TO DO: Scale the items below, from the line containing "of the rust" through the end of the items, by reproducing only those lines, requests included, with every answer coordinate multiplied by 1.15 and rounded to a whole number, halves rounded up. The sample coordinates in each request's format stay unchanged.

TASK INPUTS:
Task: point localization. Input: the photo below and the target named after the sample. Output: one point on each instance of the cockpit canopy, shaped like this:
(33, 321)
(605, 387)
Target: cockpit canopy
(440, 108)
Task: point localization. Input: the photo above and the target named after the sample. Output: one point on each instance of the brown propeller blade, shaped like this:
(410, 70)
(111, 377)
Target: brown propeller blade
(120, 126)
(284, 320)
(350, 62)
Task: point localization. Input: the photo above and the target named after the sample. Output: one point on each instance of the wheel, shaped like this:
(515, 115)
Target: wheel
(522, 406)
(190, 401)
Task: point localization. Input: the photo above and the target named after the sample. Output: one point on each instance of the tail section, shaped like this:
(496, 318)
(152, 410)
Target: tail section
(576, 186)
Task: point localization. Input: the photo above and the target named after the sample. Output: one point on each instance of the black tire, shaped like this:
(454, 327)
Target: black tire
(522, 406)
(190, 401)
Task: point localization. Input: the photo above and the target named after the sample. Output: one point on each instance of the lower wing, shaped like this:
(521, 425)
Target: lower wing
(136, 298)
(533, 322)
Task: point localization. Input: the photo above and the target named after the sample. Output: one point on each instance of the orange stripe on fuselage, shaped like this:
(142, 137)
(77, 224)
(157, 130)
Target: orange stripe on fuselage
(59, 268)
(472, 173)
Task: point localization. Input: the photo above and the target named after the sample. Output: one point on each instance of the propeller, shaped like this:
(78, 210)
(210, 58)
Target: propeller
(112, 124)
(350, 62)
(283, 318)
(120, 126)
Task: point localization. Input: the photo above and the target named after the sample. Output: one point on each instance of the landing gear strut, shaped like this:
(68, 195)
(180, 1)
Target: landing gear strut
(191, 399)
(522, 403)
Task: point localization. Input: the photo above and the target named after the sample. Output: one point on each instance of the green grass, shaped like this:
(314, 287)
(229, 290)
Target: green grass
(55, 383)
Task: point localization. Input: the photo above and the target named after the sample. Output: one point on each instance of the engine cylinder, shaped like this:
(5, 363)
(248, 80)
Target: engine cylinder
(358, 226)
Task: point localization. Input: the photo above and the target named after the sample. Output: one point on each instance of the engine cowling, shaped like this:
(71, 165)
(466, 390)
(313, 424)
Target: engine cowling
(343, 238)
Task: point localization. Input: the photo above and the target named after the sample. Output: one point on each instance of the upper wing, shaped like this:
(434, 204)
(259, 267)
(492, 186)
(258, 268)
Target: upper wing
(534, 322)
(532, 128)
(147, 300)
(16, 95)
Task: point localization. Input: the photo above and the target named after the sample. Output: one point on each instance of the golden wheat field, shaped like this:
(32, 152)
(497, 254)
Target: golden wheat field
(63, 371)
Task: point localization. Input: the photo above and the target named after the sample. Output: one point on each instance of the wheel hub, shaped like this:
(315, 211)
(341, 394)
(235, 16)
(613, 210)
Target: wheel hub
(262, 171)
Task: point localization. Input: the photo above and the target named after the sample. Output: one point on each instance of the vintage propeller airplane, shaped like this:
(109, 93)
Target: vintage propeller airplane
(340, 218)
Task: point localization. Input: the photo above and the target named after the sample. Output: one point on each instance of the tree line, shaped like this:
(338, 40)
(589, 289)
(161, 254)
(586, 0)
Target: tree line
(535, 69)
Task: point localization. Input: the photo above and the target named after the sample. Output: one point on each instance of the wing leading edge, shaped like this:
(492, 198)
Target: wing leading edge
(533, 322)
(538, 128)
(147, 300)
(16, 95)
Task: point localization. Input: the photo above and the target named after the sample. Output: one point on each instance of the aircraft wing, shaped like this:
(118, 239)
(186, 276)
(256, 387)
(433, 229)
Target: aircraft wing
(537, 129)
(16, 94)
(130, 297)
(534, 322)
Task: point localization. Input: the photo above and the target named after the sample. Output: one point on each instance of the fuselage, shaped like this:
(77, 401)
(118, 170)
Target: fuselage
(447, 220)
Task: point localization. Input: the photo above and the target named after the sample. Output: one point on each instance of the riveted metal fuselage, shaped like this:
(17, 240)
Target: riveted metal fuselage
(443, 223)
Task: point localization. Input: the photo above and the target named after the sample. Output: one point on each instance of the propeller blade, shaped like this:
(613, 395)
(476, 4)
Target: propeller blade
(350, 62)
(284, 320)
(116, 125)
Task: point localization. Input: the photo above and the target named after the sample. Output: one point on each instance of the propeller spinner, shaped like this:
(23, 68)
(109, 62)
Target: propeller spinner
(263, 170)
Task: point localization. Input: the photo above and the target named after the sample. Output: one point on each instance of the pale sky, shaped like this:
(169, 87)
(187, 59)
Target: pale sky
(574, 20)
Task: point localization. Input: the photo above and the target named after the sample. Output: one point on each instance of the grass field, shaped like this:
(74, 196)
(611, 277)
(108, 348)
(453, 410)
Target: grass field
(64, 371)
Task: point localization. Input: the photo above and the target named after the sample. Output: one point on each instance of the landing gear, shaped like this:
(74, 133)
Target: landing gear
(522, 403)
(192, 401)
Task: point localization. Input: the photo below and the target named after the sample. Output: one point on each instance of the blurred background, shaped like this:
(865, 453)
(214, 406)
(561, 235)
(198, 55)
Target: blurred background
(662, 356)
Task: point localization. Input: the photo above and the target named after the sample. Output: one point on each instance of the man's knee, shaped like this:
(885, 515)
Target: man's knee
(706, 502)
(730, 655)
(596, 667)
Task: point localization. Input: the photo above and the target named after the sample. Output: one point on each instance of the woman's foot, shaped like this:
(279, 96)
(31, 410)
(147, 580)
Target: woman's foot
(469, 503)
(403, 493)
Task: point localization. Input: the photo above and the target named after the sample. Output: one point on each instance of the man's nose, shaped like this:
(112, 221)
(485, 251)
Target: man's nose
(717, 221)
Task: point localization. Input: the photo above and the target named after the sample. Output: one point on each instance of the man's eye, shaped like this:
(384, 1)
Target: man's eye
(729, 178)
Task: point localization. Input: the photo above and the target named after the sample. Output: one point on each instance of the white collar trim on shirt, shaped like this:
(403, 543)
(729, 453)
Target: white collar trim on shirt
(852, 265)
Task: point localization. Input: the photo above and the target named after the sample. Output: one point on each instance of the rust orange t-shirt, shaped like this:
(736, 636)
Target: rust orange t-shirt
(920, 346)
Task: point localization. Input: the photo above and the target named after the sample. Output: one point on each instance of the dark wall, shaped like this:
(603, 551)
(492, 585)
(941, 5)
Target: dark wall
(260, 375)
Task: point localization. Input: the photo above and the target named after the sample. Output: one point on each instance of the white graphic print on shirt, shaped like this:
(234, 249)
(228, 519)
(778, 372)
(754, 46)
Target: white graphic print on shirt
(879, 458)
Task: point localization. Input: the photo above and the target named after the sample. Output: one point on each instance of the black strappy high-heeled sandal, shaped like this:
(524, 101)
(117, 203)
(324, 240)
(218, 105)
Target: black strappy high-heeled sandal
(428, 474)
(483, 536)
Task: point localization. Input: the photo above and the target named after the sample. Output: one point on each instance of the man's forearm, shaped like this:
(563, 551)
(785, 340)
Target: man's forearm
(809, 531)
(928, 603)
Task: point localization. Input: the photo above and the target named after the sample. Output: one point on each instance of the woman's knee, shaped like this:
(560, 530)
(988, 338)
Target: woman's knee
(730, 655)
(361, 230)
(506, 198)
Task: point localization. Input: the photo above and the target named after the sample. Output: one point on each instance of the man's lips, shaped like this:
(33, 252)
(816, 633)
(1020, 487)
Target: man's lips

SOLUTION FOR THIS PROBLEM:
Task: point localization. Input: the photo above and the target named after the sample. Output: one point on each instance of the rust orange t-shirt, shaped like this:
(736, 636)
Target: rust orange t-shirt
(1058, 398)
Task: point localization. Input: the photo above and the target named after the sample. Output: one point on each instance of the dark wall, shaped like this:
(603, 551)
(492, 585)
(941, 5)
Target: dark wall
(299, 431)
Task: point localization. Input: the photo above and the target named after the sample. Output: one point on each instance of the white graphic print on shirt, shaped like this:
(234, 249)
(228, 519)
(778, 372)
(754, 46)
Target: white graphic print on shirt
(1011, 527)
Task: point localization. Input: the photo above and the target named after the sample. Output: one point on each instance of the black strappy high-heeled sandal, shaped like this:
(524, 101)
(117, 203)
(324, 240)
(218, 105)
Target: black strappy high-heeled sandal
(492, 545)
(555, 616)
Task: point localization. Input: the photo above and the target named after the sample. Output: one point on each instance of the man's forearm, shaped like this:
(563, 551)
(785, 340)
Target: man's forearm
(930, 611)
(1067, 693)
Task: point localization. Input: the photo above and the target named after the sample. Output: one point on each instance of the woman's knee, shaped like this:
(560, 530)
(988, 338)
Target: woman's knee
(840, 753)
(415, 265)
(582, 228)
Task: point localization. Input: the photo above and the target named after the sample. Output: one point on each instance of the man's lips, shaped like this:
(33, 252)
(816, 633)
(1020, 487)
Target: man's lips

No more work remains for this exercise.